▶ **REQUISITOS DEL EJERCICIO**:
a. Según el texto sobre Aníbal Núñez, ¿en qué ciudad decidió vivir el poeta?
b. Reproduce sin ningún cambio el fragmento del texto sobre Aníbal Núñez que va desde "En cierto modo" hasta "a diversos finales.".
c. Escribe la parte siguiente del texto sobre Aníbal Núñez, a partir de su última oración.

▶ **TEXTO PROPORCIONADO**:

>>

POR FERNANDO R. DE LA FLOR

La obra y, sobre todo, la vida de Aníbal Núñez se aleja de nosotros, toman distancia de nuestra actualidad incrementando en varios grados y maneras su diferencia con el tiempo-ahora. Ambos, los textos y, por otra parte, el desenvolvimiento de una ejecutoria vital está cobrando, al paso mismo de los años, una desemejanza, una diferencia que debemos suponer que se debe al tipo de prácticas y hábitos sociales del hoy; y más: que resulta ser la propia en el presente de unas élites escritófilas y sus mismos temas y maneras de enfocar la vida. 

En cierto modo es el rumbo emprendido por los clásicos: el ser vitrificados para la posteridad en un panteón de textos ilustres a los que, solo de vez en cuando, volver. Pero del otro lado se sitúa el estilo de existencia de aquellos que han sido nimbados por la sociedad; vida la cual cae en una zona de sombra en la que los que hemos sobrevivido, ya no les seguimos. Destinos de la obra y azares biográficos no son uniformes: quedan entregados a diversos finales. 

En el caso de Aníbal Núñez, su producción textual lentamente se integra en un canon mayor de eso que se llama la cultura oficial española. Aquella obra empieza a ser el mejor testimonio, a contratiempo de toda una época histórica que resulta esencial entender y que, a grandes rasgos, es el del momento de la Transición española. Tránsito que ocurrió entre distintos y distantes universos simbólicos. Tiempo (in)tenso, cuya cifra constantemente el espacio social explora –para derogarlo o alabarlo– en busca de una explicación para esta nuestra actualidad caracterizada por su inconsistencia; a la que algunos llaman liquidez (Bauman). De manera que resulta completamente equivocada la sentencia que se dio a sí mismo el enamorado del fracasar estrepitosamente que fue Aníbal Núñez: «Por donde se perdió –dijo en uno de sus versos– le guía el Olvido». No ha sucedido así según tenía previsto para sí el poeta; y más bien ocurre que en el día de hoy muchos recuerdan su obra, volviendo una y otra vez a su lectura con el ánimo dispuesto a encontrar en ella el testimonio de lo que el viento se llevó consigo. 

Otra cosa diferente ocurre con su vida. Los rasgos biográficos, los biografemas que mantuvo Aníbal Núñez en su vida de poeta, son los que, poco a poco, se van tornando incomprensibles, distantes, lejanos… («Mi corazón es un avión perdido», dice en un poema). Son ajenos absolutamente a los que se puedan sostener en un momento como el nuestro, en que es el tiempo mismo el que pareciera haberse acelerado, contradiciendo el «espeso puré provinciano», la pura parsimonia de tan pequeña y conventual Salamanca; ciudad en la que aquel incívico poeta decidió haber vivido («Ni siquiera hay lugar para que sea /dulce el lamento, musical el llanto»).

<<

▶ **REGISTROS PROPORCIONADOS**:
>>

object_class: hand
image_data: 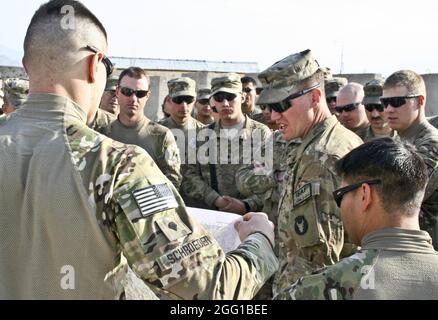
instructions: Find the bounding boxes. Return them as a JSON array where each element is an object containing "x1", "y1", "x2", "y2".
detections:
[
  {"x1": 220, "y1": 196, "x2": 246, "y2": 215},
  {"x1": 234, "y1": 212, "x2": 275, "y2": 247},
  {"x1": 214, "y1": 197, "x2": 230, "y2": 210}
]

<<

▶ **RESPUESTAS DADAS**:
a. En Salamanca.

b.
En cierto modo es el rumbo emprendido por los clásicos: el ser vitrificados para la posteridad en un panteón de textos ilustres a los que, solo de vez en cuando, volver. Pero del otro lado se sitúa el estilo de existencia de aquellos que han sido nimbados por la sociedad; vida la cual cae en una zona de sombra en la que los que hemos sobrevivido, ya no les seguimos. Destinos de la obra y azares biográficos no son uniformes: quedan entregados a diversos finales.

c.
La lista de lo que podemos llamar las opciones vitales de Aníbal Núñez, confirman la distancia y disintonía a que se sitúan estas de lo que es la praxis común y corriente hoy en día (y, en realidad: de todos los días). Su decidida elección por una provincia extrema de la que nunca salió («Pensando en los viajes que no haremos»), cargada –eso sí– de una historia controvertida; la querencia que manifestara el poeta por las gentes sin relieve social, dando razón de «lo bajo»; y, sobre todo, lo que fue su propia desgana del trabajo junto al apartamiento de todo compromiso que denodadamente practicara, sitúan su peripecia vital en un, hoy, ininteligible dominio. O, al menos, en un espacio que se hace difícilmente transitable para los modernos.

Otra cosa diferente ocurre con su vida. Los rasgos biográficos, los biografemas que mantuvo Aníbal Núñez en su vida de poeta, son los que, poco a poco, se van tornando incomprensibles, distantes, lejanos…

Asumiendo con entereza y bravura el riesgo vital al que le impelía su modo especial de ser y de comportarse, se orientó –siempre en la pequeña ciudad– en contra del mundo (tout court entendido este). Lo que le condujo a mantener sonadas disputas y a merecer el desprecio de ciertos intelectuales y escritores cosmopolitas de entonces. Los cuales le denominaron al modo de un «Asdrúbal de provincia», manifestando con ello cuánto se sentían distantes de los malos modos, como productores que eran de un discurso «situado», y por tanto visceralmente opuestos a un verdadero «piel roja», salvaje y primitivo, que no seguía los dictados del mainstream.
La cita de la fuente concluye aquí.